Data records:
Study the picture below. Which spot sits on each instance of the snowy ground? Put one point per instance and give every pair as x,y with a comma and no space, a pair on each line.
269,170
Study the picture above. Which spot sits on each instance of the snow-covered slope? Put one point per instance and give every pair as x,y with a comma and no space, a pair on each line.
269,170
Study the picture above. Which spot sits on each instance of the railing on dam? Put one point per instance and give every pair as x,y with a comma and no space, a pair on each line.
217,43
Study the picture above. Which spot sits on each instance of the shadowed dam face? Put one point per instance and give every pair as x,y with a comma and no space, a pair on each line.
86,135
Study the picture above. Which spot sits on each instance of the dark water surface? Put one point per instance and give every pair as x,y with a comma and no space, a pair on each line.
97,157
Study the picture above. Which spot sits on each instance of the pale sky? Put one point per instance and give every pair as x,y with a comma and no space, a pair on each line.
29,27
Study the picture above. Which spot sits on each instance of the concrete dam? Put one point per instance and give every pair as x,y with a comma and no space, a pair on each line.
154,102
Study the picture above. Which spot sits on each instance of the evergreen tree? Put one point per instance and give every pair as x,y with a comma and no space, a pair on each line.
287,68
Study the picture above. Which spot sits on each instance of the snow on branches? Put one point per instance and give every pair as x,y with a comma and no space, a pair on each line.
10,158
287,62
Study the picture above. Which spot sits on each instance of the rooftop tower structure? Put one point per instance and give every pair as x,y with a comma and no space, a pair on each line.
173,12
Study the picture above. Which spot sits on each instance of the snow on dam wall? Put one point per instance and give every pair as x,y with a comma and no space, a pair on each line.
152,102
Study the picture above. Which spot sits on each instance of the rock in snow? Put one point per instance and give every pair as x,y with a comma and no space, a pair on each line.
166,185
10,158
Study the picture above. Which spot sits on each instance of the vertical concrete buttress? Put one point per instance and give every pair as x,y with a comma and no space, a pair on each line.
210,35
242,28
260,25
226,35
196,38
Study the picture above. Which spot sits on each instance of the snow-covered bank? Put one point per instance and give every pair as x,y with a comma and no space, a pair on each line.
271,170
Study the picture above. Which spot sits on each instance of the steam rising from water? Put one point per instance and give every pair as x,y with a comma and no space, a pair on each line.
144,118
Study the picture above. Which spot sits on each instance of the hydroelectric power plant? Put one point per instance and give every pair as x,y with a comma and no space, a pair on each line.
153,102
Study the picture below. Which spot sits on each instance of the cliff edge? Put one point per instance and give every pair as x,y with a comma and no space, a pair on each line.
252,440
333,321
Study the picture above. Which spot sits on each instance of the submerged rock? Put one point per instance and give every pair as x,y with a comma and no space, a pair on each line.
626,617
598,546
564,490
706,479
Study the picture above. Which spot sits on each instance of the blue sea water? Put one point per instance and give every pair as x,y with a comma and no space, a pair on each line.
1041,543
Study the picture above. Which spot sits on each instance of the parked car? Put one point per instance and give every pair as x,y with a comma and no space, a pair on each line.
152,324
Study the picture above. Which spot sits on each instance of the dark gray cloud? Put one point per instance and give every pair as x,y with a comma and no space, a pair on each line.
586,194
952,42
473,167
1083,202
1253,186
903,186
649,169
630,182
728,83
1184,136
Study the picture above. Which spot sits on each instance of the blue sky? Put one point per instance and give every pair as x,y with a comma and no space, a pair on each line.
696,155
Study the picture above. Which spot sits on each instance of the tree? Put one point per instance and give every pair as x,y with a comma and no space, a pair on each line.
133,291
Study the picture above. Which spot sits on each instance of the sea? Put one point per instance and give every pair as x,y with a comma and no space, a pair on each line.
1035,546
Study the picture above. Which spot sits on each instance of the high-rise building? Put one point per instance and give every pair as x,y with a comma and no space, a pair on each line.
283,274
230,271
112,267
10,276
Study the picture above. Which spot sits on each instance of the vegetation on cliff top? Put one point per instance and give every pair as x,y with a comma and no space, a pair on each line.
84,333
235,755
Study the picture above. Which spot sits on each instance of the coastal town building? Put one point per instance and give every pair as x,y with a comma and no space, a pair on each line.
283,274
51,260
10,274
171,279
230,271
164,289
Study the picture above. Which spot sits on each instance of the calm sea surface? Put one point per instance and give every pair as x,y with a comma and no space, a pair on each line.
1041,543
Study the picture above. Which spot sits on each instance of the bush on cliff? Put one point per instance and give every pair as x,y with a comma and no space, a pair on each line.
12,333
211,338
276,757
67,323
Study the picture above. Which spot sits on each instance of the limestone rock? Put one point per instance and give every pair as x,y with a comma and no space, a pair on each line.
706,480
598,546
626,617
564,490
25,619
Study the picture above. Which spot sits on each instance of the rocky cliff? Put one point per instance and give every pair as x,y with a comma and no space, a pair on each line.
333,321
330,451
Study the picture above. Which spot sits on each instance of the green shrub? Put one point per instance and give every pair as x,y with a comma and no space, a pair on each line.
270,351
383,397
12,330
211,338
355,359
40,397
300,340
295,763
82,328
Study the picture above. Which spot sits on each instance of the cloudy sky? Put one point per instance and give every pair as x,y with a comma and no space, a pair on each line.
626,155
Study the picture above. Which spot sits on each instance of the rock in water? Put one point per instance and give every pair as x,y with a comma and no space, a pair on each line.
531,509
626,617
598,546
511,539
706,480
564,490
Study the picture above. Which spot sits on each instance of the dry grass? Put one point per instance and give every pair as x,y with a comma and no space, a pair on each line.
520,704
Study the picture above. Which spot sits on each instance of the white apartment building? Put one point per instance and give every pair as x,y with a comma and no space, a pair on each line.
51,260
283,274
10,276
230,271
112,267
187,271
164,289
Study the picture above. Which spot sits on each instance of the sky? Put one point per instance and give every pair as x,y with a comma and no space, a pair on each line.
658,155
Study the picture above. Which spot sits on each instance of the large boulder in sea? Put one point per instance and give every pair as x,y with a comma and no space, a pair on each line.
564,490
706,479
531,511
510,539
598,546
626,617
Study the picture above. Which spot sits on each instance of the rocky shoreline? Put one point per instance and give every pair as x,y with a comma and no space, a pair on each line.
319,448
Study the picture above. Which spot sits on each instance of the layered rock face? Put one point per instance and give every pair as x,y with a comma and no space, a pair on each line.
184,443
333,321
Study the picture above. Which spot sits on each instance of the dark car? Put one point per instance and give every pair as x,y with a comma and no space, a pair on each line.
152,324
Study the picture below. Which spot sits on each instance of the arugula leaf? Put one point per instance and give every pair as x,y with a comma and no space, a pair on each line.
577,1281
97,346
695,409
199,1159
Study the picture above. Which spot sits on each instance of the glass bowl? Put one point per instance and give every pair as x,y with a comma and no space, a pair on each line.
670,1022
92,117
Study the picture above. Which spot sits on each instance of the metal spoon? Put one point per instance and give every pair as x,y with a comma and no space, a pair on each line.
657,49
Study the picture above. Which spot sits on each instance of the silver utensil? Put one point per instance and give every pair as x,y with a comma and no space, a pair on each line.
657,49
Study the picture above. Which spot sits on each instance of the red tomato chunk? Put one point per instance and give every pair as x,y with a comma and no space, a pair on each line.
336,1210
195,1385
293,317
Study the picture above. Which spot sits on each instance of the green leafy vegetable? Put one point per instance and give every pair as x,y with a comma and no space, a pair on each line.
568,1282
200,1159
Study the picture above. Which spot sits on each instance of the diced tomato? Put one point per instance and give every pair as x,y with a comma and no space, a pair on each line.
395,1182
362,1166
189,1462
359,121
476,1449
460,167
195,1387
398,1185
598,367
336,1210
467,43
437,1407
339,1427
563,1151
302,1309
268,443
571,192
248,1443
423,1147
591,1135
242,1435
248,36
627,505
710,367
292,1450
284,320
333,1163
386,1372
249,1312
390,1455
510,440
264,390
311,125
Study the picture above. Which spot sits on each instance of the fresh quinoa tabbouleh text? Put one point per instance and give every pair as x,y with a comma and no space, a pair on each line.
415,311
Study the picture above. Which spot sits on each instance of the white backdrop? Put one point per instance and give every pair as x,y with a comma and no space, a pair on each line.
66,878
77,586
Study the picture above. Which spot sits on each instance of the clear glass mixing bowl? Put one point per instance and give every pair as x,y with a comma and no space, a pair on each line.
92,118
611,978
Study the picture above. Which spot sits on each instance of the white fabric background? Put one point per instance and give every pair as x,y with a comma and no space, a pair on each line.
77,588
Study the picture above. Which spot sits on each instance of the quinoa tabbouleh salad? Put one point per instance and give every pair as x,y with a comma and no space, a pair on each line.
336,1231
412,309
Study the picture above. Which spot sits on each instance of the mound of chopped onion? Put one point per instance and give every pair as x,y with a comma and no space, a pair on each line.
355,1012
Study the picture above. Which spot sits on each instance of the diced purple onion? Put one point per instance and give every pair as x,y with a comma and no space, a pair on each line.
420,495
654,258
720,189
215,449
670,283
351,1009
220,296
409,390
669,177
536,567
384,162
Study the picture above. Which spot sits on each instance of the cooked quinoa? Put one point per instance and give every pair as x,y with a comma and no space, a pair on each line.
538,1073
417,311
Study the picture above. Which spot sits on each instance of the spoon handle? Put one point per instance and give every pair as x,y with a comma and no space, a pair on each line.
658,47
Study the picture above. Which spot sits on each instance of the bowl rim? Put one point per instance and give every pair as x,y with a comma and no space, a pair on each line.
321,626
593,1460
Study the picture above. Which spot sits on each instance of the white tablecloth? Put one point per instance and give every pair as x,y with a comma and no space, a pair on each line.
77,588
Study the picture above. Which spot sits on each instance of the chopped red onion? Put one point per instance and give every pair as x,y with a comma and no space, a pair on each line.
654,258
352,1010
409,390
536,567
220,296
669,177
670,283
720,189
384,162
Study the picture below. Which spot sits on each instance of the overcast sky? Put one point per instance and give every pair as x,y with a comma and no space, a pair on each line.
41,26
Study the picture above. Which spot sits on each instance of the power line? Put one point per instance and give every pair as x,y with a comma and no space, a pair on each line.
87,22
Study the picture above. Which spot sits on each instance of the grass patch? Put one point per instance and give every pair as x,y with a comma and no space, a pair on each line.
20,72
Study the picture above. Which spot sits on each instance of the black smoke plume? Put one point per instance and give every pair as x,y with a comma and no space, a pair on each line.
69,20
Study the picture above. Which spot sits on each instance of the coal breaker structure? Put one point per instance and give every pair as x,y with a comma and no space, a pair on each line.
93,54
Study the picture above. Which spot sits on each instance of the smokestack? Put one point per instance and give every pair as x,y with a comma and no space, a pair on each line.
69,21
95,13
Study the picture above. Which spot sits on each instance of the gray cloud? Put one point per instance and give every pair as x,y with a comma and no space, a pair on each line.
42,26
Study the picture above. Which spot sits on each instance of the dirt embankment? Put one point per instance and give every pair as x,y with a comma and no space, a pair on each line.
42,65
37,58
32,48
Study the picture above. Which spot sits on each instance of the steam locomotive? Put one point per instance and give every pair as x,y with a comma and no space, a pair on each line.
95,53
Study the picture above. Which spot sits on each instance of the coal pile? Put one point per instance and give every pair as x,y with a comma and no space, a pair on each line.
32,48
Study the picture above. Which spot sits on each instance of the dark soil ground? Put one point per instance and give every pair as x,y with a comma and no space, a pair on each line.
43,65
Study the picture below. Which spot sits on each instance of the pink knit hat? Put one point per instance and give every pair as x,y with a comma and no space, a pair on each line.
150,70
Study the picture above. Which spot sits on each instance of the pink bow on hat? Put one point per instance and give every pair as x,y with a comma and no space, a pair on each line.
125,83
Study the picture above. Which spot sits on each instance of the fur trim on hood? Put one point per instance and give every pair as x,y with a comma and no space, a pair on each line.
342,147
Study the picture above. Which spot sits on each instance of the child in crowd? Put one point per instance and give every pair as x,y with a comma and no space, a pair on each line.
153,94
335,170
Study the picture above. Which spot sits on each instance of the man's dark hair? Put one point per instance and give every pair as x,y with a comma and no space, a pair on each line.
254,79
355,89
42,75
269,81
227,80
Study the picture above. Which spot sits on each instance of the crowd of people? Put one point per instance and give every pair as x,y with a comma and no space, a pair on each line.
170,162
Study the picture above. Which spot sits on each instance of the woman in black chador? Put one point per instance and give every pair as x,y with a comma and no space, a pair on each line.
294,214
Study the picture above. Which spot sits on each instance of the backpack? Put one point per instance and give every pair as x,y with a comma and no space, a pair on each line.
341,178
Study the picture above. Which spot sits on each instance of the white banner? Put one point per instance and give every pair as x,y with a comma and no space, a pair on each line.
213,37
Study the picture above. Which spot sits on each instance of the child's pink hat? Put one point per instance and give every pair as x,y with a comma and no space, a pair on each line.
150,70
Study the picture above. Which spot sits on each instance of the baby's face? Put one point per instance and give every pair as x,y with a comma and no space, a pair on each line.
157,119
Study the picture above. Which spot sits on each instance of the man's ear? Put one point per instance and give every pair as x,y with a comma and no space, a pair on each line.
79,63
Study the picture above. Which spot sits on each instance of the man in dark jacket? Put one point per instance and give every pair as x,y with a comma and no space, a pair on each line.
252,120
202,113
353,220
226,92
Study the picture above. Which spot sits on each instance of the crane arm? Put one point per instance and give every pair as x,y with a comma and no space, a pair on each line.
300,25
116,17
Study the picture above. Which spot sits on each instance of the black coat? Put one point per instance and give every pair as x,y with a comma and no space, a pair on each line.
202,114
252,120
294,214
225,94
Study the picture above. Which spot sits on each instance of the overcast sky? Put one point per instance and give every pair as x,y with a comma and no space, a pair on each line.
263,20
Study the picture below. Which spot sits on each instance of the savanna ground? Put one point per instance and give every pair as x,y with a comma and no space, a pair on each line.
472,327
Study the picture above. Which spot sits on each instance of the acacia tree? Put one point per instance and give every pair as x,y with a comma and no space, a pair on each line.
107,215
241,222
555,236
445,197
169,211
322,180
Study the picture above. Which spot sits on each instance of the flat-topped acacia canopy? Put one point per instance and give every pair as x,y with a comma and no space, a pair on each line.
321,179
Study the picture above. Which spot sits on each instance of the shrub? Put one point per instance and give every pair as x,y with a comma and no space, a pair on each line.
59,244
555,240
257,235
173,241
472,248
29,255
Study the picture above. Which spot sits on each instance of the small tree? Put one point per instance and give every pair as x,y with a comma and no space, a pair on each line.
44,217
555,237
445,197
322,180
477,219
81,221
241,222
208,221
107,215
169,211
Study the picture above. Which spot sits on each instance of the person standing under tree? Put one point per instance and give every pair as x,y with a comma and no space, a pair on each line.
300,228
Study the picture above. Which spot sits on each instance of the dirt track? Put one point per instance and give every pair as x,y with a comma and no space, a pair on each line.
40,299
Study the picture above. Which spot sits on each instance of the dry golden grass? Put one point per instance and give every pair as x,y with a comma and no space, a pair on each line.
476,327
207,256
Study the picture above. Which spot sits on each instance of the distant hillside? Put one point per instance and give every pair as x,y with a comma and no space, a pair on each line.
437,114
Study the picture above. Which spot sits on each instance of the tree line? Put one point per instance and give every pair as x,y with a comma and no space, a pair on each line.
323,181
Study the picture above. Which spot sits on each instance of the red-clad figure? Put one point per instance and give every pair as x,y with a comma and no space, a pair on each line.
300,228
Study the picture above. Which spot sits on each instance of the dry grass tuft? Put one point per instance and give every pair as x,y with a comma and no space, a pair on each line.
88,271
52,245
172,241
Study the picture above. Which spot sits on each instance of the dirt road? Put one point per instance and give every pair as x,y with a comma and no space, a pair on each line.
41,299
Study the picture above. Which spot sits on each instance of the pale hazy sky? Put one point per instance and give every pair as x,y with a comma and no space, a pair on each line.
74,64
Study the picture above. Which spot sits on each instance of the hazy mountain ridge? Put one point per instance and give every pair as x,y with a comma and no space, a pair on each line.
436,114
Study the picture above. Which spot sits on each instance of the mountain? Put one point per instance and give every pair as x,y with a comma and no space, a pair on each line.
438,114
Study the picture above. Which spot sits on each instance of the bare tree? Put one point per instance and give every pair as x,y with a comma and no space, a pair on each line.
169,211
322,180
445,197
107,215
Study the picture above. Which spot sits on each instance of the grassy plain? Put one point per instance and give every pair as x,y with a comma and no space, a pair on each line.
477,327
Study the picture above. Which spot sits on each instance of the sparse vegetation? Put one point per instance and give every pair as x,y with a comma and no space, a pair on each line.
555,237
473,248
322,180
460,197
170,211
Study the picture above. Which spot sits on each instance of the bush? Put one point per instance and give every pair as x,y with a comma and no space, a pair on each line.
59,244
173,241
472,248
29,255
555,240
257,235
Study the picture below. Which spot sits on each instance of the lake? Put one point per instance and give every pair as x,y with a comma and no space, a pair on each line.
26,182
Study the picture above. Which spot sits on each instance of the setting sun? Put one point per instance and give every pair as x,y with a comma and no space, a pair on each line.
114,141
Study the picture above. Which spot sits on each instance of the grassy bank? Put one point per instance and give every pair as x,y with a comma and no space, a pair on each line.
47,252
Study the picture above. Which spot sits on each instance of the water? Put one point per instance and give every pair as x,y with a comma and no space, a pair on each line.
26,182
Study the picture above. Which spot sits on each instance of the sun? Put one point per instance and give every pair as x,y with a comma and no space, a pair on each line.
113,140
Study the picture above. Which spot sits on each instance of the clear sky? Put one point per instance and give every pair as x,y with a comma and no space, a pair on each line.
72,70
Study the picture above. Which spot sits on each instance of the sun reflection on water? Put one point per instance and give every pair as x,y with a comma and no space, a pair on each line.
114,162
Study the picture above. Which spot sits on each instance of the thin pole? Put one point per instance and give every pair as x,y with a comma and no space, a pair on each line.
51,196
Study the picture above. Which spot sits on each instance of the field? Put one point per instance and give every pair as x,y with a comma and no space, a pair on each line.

> _Work request_: Nothing but the lines from the one with "of the thin" through the final line of the data above should be output, exactly as written.

> _Answer area_:
Study the picture above. Which spot sits on each instance of the thin pole? Put one point per instance and give every pair as x,y with a comma and no space, a pair on each line.
51,196
Study the picture above. Which spot sits on each instance of the field? Put one point per instance and give every pair as x,y with a comma and no space, a pair on each line.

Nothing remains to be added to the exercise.